Diagnosing liquid loading versus other production decline mechanisms (reservoir depletion, formation damage, equipment failure) requires careful analysis of the wellhead flowing pressure and production rate history combined with a nodal analysis of the well's current flow regime. The key diagnostic question is whether the well's current gas velocity exceeds the Turner critical velocity: if the gas rate at current wellhead conditions places the well in the annular flow region of the flow pattern map, then the decline is probably reservoir depletion rather than liquid loading. If the well's operating point has moved below the Turner velocity and into the slug or churn flow region, liquid loading is confirmed and artificial lift or wellbore unloading is required. Field confirmation of liquid loading uses a flow gradient survey with a dead-weight pressure recorder run on slickline, which shows the pressure gradient increasing below the point of liquid accumulation compared to a pure gas gradient, confirming a liquid column in the wellbore.

☆ ☆ ☆ ☆ ☆

* _Work instructions_:
1/ The passage on diagnosing liquid loading names other production decline mechanisms that liquid loading must be told apart from. List them.
2/ Pick up the passage on diagnosing liquid loading after its last sentence and continue it.

☆ ☆ ☆ ☆ ☆

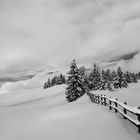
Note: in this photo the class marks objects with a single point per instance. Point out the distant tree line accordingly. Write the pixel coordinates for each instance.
(56, 80)
(79, 82)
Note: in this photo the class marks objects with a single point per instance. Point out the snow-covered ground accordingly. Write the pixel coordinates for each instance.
(37, 114)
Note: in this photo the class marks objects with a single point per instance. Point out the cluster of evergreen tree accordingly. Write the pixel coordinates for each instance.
(56, 80)
(75, 83)
(79, 82)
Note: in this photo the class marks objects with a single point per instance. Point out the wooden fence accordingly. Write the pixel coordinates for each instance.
(118, 107)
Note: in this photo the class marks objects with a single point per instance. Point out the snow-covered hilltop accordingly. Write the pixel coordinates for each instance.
(38, 114)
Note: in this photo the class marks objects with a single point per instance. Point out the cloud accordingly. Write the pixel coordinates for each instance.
(43, 32)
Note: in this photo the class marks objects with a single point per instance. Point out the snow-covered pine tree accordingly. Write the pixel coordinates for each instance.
(95, 78)
(75, 85)
(134, 78)
(120, 80)
(45, 85)
(103, 81)
(128, 77)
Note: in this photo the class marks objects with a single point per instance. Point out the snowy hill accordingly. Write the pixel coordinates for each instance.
(38, 114)
(35, 82)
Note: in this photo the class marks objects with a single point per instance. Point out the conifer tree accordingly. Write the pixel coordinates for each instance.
(45, 85)
(120, 81)
(75, 84)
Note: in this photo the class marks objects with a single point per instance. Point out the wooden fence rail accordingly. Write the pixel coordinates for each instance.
(116, 105)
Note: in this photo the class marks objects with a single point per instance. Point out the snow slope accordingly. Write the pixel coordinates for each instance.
(39, 114)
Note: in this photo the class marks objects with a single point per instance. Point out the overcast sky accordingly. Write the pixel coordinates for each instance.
(53, 32)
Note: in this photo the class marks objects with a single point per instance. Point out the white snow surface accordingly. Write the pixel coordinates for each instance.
(37, 114)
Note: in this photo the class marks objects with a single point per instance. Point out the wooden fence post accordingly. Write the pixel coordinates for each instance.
(110, 104)
(125, 111)
(98, 99)
(93, 98)
(105, 100)
(138, 120)
(116, 105)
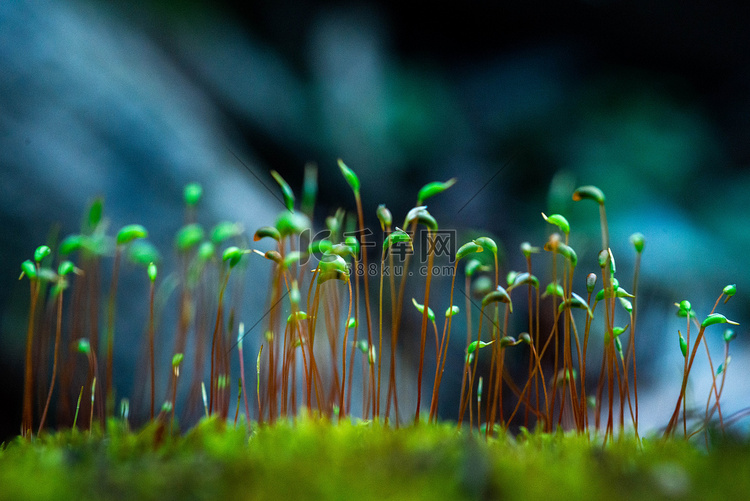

☆ ☆ ☆ ☆ ☆

* _List of answers_:
1/ reservoir depletion, formation damage, equipment failure

2/
Remediation options for liquid-loaded Horseshoe Canyon wells progress from low-cost to high-cost interventions in order of severity. Intermittent cycling (shutting in the well to allow pressure buildup, then opening rapidly to surge the accumulated liquid to surface in a high-velocity annular flow event) costs nothing except the deferred production during shut-in periods of 4 to 12 hours and can sustain production for 1 to 3 years beyond the natural loading threshold if the reservoir has sufficient pressure to sustain the surge velocity. Chemical treatment with foaming agents (surfactant injection at 100 to 500 mL per day down the casing-tubing annulus, falling into the wellbore and foaming the accumulated liquid into a lighter mixture that gas velocity can transport at a lower Turner velocity) costs CAD 800 to CAD 2,400 per year in chemical and adds 6 to 18 months of producing life per treated well. Velocity string installation at CAD 28,000 to CAD 55,000 per well is the next cost increment, followed by plunger lift installation (CAD 5,000 to CAD 15,000 for the plunger, lubricator, and controller) for wells with sufficient casing-to-tubing pressure differential to cycle a mechanical plunger that sweeps liquid slugs to surface on each upstroke.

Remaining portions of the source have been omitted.